#### TEXT FOR ANALYSIS
*** Begin section ***

During colonial America, enslaved African Americans were aware of Indigenous resistance. Ever since the first twenty people were kidnapped from western Africa and brought to Jamestown, Virginia, in 1619, rebellion had permeated the southern plantation. Africans in Virginia, North Carolina, South Carolina, and Maryland poisoned their masters, feigned ignorance, went on strike, exchanged gossip, and sabotaged the machines they worked on. Scores escaped with nothing but their freedom—by foot, in water, through thickets, in the dead of night, naked, hungry, with fierce determination and faith. Many of these fugitives, known as Maroons, left in groups and found safe haven in the forests of Virginia and the swamps of Georgia. Among the most notable are the Great Dismal Swamp between North Carolina and Virginia, in which thousands lived, and a settlement in Bas du Fleuve, Louisiana.

*** End section ***

#### TASK PROMPT
Reproduce word for word the stretch of the passage on resistance among enslaved Africans in colonial America from "During colonial America, enslaved" through "du Fleuve, Louisiana.".

#### DATA SHOWN
*** Begin section ***

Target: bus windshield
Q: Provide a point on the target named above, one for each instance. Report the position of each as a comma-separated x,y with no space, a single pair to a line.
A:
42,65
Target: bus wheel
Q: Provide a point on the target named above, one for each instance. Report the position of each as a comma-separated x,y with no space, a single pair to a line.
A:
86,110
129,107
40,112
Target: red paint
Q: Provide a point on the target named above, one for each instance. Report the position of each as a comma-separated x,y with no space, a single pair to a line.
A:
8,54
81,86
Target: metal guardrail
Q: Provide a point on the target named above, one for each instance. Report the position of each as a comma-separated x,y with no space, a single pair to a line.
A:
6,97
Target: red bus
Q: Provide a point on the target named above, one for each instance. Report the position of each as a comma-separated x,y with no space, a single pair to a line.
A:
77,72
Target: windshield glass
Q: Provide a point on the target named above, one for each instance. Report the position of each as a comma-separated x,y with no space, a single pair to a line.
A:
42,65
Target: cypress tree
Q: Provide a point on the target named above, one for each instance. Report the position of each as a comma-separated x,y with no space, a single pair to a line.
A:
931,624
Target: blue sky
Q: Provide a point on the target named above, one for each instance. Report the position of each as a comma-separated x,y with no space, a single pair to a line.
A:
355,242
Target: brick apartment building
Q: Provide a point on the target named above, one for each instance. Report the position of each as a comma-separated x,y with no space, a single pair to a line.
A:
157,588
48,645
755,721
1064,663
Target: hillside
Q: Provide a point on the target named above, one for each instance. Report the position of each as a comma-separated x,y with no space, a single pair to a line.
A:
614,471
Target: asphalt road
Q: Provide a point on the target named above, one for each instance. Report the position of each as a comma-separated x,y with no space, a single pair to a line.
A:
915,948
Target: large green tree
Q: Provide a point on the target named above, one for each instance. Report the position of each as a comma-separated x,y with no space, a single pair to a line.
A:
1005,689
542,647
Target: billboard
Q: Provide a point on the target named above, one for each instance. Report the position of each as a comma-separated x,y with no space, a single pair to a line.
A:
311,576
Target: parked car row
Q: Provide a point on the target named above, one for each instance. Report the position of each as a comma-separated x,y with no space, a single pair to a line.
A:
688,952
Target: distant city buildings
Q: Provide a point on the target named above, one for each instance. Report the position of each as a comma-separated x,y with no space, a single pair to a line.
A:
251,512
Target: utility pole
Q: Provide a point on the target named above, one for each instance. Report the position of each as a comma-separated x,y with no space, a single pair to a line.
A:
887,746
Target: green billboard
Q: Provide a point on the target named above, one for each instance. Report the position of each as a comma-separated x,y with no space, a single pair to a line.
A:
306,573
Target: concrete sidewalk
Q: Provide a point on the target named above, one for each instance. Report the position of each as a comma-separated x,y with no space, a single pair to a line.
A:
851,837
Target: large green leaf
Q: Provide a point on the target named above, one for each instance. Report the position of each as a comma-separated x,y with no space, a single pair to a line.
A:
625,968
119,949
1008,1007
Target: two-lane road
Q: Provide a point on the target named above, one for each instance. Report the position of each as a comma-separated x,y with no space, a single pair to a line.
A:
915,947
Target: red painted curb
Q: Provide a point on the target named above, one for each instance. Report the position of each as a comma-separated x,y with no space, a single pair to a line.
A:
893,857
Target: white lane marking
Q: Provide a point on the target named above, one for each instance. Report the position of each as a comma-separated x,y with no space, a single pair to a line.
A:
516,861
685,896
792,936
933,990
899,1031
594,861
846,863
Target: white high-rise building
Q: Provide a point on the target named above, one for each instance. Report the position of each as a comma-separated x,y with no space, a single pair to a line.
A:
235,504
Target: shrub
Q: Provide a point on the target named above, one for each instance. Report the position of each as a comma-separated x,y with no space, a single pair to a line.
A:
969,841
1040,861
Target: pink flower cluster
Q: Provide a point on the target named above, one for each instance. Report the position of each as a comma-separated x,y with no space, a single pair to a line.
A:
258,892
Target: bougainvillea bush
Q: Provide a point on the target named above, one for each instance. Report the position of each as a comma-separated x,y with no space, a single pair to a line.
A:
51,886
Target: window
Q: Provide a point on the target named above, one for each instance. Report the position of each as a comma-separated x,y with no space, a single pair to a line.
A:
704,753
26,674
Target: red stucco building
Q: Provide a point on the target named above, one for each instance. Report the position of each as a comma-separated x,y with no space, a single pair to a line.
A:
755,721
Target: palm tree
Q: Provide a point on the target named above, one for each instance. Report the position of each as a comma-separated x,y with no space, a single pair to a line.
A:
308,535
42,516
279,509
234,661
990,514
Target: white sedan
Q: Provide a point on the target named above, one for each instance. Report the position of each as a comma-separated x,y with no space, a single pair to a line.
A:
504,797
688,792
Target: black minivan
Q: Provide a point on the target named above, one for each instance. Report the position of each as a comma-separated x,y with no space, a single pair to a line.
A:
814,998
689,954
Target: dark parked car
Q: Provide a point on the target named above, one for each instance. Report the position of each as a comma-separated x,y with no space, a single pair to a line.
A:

*** End section ***

#### TASK RESULT
During colonial America, enslaved African Americans were aware of Indigenous resistance. Ever since the first twenty people were kidnapped from western Africa and brought to Jamestown, Virginia, in 1619, rebellion had permeated the southern plantation. Africans in Virginia, North Carolina, South Carolina, and Maryland poisoned their masters, feigned ignorance, went on strike, exchanged gossip, and sabotaged the machines they worked on. Scores escaped with nothing but their freedom—by foot, in water, through thickets, in the dead of night, naked, hungry, with fierce determination and faith. Many of these fugitives, known as Maroons, left in groups and found safe haven in the forests of Virginia and the swamps of Georgia. Among the most notable are the Great Dismal Swamp between North Carolina and Virginia, in which thousands lived, and a settlement in Bas du Fleuve, Louisiana.